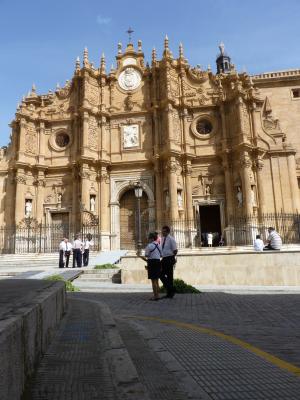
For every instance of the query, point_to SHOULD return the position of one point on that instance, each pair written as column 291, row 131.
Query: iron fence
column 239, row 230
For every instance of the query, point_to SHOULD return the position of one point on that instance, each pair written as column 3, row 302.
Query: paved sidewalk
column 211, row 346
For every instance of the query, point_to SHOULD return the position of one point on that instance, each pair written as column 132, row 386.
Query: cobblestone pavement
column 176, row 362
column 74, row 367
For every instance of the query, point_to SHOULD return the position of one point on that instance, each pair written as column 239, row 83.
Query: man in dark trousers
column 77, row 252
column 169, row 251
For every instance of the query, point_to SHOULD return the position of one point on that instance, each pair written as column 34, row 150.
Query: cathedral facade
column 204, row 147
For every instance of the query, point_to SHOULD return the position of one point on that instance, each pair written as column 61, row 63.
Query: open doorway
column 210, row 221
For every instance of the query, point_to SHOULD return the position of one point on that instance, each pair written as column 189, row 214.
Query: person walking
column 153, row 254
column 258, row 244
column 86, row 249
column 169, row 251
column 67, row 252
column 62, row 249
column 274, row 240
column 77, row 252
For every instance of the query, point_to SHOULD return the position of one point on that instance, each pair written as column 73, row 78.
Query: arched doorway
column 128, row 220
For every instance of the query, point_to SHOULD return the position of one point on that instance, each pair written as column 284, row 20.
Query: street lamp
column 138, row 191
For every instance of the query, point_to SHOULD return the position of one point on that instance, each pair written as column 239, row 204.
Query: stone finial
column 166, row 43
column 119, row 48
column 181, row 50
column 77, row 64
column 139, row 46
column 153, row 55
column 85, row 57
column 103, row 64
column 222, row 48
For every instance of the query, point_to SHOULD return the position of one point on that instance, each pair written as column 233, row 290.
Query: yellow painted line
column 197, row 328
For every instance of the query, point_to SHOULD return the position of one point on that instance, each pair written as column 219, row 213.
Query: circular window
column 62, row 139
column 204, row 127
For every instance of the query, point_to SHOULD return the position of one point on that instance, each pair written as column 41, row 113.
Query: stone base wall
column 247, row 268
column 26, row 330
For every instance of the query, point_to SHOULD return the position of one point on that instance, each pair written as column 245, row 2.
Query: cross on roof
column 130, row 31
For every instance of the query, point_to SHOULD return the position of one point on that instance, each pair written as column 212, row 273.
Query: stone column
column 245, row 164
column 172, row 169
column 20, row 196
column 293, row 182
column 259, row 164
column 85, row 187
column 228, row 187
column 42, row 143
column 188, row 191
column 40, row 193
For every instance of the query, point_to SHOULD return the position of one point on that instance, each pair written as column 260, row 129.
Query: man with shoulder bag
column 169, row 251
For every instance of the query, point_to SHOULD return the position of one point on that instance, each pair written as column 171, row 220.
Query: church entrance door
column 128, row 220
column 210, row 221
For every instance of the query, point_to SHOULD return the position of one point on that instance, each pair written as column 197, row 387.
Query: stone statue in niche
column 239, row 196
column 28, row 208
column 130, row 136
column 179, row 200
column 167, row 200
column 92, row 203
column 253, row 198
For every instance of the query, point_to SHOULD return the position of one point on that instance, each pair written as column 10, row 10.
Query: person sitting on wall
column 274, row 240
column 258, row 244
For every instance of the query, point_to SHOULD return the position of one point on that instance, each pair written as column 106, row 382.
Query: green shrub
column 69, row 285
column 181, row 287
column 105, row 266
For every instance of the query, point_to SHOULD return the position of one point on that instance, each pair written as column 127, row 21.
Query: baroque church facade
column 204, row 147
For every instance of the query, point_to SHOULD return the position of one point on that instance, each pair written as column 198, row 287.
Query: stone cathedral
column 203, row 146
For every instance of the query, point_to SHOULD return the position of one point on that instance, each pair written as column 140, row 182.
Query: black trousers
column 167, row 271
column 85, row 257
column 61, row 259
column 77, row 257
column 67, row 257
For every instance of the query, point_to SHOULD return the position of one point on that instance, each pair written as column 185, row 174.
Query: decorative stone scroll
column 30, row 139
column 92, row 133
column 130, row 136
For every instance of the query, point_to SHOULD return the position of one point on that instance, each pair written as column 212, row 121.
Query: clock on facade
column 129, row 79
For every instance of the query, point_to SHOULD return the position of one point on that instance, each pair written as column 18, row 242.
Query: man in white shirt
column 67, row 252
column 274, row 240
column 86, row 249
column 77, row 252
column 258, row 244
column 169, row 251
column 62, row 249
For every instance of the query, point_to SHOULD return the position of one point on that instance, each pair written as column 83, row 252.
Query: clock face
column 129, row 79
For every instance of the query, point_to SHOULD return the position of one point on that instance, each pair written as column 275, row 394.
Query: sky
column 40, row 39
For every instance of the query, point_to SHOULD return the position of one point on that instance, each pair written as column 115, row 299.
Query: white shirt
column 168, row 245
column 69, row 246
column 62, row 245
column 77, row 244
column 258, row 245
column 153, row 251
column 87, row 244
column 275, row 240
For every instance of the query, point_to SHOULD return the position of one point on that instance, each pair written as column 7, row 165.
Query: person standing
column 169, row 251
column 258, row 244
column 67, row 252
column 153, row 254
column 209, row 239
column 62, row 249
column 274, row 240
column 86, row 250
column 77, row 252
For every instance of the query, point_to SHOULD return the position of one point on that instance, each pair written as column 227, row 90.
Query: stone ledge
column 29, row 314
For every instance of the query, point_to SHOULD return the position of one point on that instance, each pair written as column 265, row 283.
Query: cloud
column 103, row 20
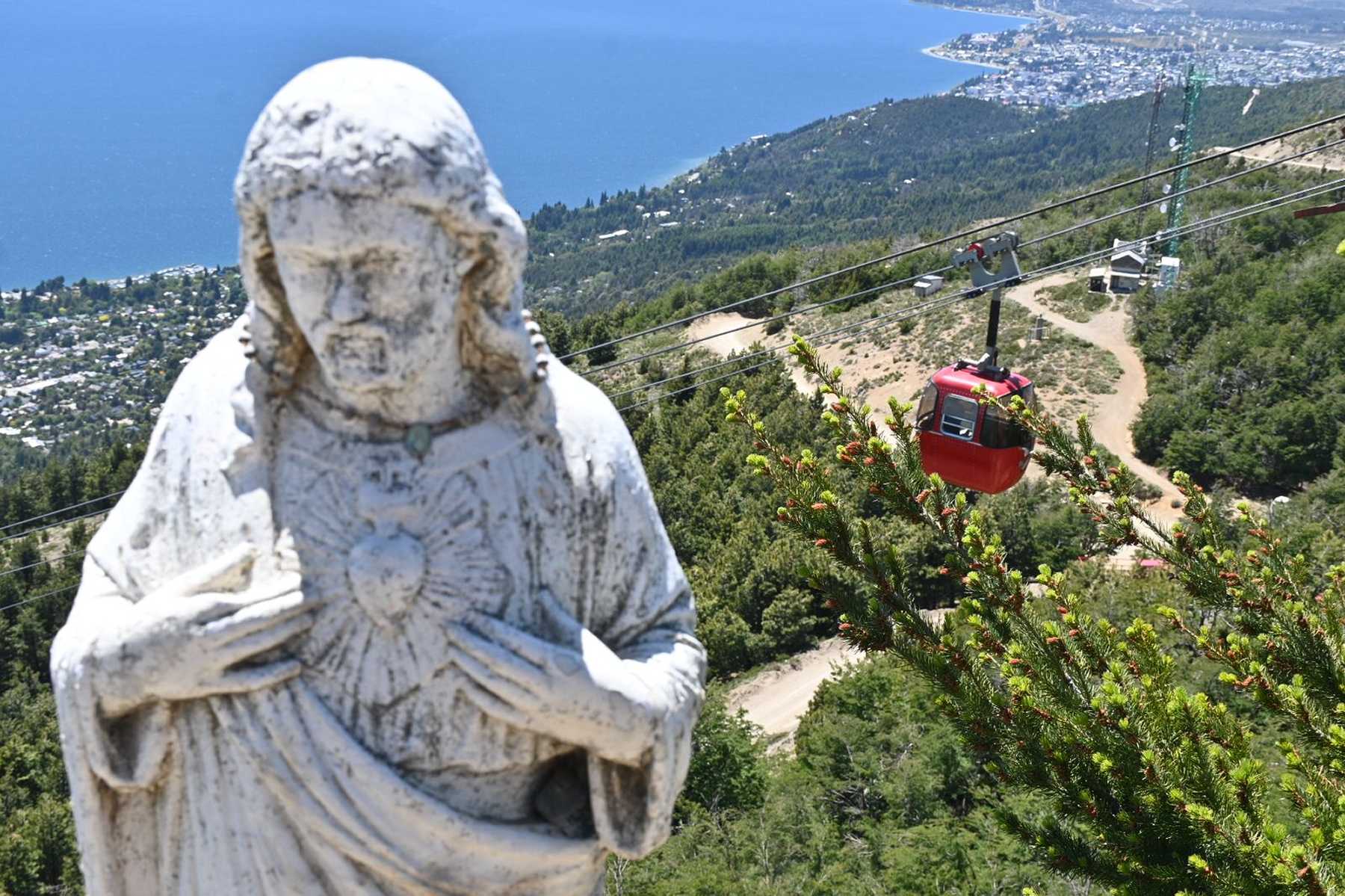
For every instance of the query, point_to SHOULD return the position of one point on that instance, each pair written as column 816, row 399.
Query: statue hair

========

> [TASK DIRECTIONS] Could you repeat, exactly and with nothing else, the lines from the one containing "227, row 90." through the last line of the records above, leaving out the pictures?

> [OUTPUT OF THE EXERCISE]
For every instance of the query, point_to SHOULD return the position of one point on that instance, each pair written as column 227, row 90.
Query: stone ledge
column 29, row 314
For every instance of the query, point_to SHOULD return the position of one point on that instance, each pair written as column 265, row 283.
Query: cloud
column 103, row 20
For every instance of the query, point_to SHOULD return the position of one point on that instance, each pair written as column 816, row 399.
Query: statue hair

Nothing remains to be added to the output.